**PROBLEM STATEMENT**
Each entry needs to be retyped exactly.

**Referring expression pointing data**
<<<<
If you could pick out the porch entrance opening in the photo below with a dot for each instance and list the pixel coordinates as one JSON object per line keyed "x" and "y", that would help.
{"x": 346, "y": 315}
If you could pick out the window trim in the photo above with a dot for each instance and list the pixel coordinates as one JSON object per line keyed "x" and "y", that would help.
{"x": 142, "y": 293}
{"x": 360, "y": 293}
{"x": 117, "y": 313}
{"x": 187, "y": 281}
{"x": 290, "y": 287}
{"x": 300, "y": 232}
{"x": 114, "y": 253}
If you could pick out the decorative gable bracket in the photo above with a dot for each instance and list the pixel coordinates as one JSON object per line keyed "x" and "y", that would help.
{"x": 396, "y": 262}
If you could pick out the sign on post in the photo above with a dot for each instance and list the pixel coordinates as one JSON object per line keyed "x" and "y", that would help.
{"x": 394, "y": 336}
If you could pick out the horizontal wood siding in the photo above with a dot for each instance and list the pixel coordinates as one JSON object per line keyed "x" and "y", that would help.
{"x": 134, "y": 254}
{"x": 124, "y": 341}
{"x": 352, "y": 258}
>>>>
**TASK RESULT**
If you could pick out the porch entrance opening in the photo below with a dot for each instance and list the pixel coordinates as one JSON object per line keyed "x" and "y", that would help.
{"x": 346, "y": 315}
If you could pick out the window trim in the photo above with a dot for each instance and list the pixel coordinates as one JSON object per line keyed "x" and "y", that would help.
{"x": 142, "y": 293}
{"x": 360, "y": 293}
{"x": 117, "y": 313}
{"x": 187, "y": 281}
{"x": 290, "y": 287}
{"x": 300, "y": 232}
{"x": 114, "y": 253}
If you could pick out the decorative gable bracket in the photo above with a dot for each instance and list the pixel coordinates as one JSON object per line keyed "x" and "y", that would help.
{"x": 396, "y": 262}
If you could pick out the sign on post in the photo above with a dot for each instance and list the pixel coordinates as one JSON object per line keyed "x" and "y", that would help.
{"x": 394, "y": 336}
If you could pick out the horizontal wood siding in the photo above with a dot for each instance and list the pixel coordinates as one JSON object per line keyed "x" and "y", that would help.
{"x": 134, "y": 254}
{"x": 124, "y": 341}
{"x": 352, "y": 258}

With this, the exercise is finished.